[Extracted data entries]
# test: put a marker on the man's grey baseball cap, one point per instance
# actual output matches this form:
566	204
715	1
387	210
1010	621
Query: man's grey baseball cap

*WHAT IS NEEDED*
Copy out, from the records above, every line that holds the string "grey".

*RESPONSE*
# test: put a marker on the man's grey baseball cap, one point per instance
Query: man's grey baseball cap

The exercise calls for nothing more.